Exercise requirements>
- a) According to the gene annotation passage, how many of the novel genes were supported by all features considered evidence for functionality?
- b) Copy word for word the part of the gene annotation passage starting with "Coding potential was" and going on through "coding gene prediction.".
- c) Write the next part of the gene annotation passage, picking up after its final sentence.

Passage shown>

—————

Coding potential was assessed using three complementary methods. First, we used an open reading frame sequence analysis tool, CPAT [28], to detect coding potential. This method only works when the transcripts models do not contain frame shifts caused by erroneous splice junction calling. Second, we used TAMA merge to identify gene models that overlapped the genomic loci (on the same strand) of protein coding genes within the Ensembl annotation. Third, we used the TAMA ORF/NMD pipeline which is a frame shift-tolerant method of matching transcript sequences to peptide sequences from the UniProt [29] database. We combined these three methods to account for the various errors that can cause false negatives in protein coding gene prediction.
Only a small number of the novel genes (18 out of 23,302) were supported by all features which are considered evidence for functionality (multi-exonic, coding, intergenic, and processed poly-A) (Fig. 7). This is expected given that these features are used by short read RNA-seq annotation pipelines for validation. Therefore, many of the gene models with these features are likely to have already been identified within the Ensembl annotation.
The two most common sets of features for the TAMA High predicted novel genes are “single exonic, non-coding, intronic gene overlap, and genomic poly-A” at 24% (5,679) and “single exonic, coding, intronic gene overlap, and genomic poly-A” at 19% (4,440). These feature sets are typically used as indicators for non-real models. However, the precise mechanism for how these are picked up in RNA sequencing has not been fully explored. In theory a subset of loci with the first feature set could be comprised of lncRNA while a subset of loci with the second feature set could be comprised of processed pseudogenes. Together, these account for over 43% of the putative novel genes from the TAMA High pipeline.

—————

Excerpted data>
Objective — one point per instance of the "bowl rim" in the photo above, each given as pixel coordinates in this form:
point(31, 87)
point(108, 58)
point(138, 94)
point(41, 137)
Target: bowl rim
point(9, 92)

—————

Your responses>
- a) 18 out of 23,302

- b)
Coding potential was assessed using three complementary methods. First, we used an open reading frame sequence analysis tool, CPAT [28], to detect coding potential. This method only works when the transcripts models do not contain frame shifts caused by erroneous splice junction calling. Second, we used TAMA merge to identify gene models that overlapped the genomic loci (on the same strand) of protein coding genes within the Ensembl annotation. Third, we used the TAMA ORF/NMD pipeline which is a frame shift-tolerant method of matching transcript sequences to peptide sequences from the UniProt [29] database. We combined these three methods to account for the various errors that can cause false negatives in protein coding gene prediction.

- c)
There were 2,566 (11% of predicted novel genes) gene models that were predicted to be non-coding with processed poly-A tails. Of these, 461 were multi-exonic while 2,105 were single exon genes (Fig. 7). Given that these models did not overlap any exonic regions of gene models in the Ensembl annotation, this would represent a large increase in the number of predicted lncRNA for the human genome.
There were 1,557 (7%) putative novel genes with features (multi-exonic, coding, intron overlapping, and processed poly-A) that are indicative of real protein coding genes that exist within the introns of larger genes. However, it is possible that these are alternative transcripts from the surrounding genes but due to lack of 5’ completeness, the overlapping 5’ exons were not represented in the transcript models. If these gene models are derived from alternative transcripts of their surrounding genes, these models would represent novel transcripts.
With the UHRR being one of the most carefully prepared RNA samples, this would indicate that researchers would require more advanced methods of either RNA preparation and/or sequencing analysis to confidently identify novel genes.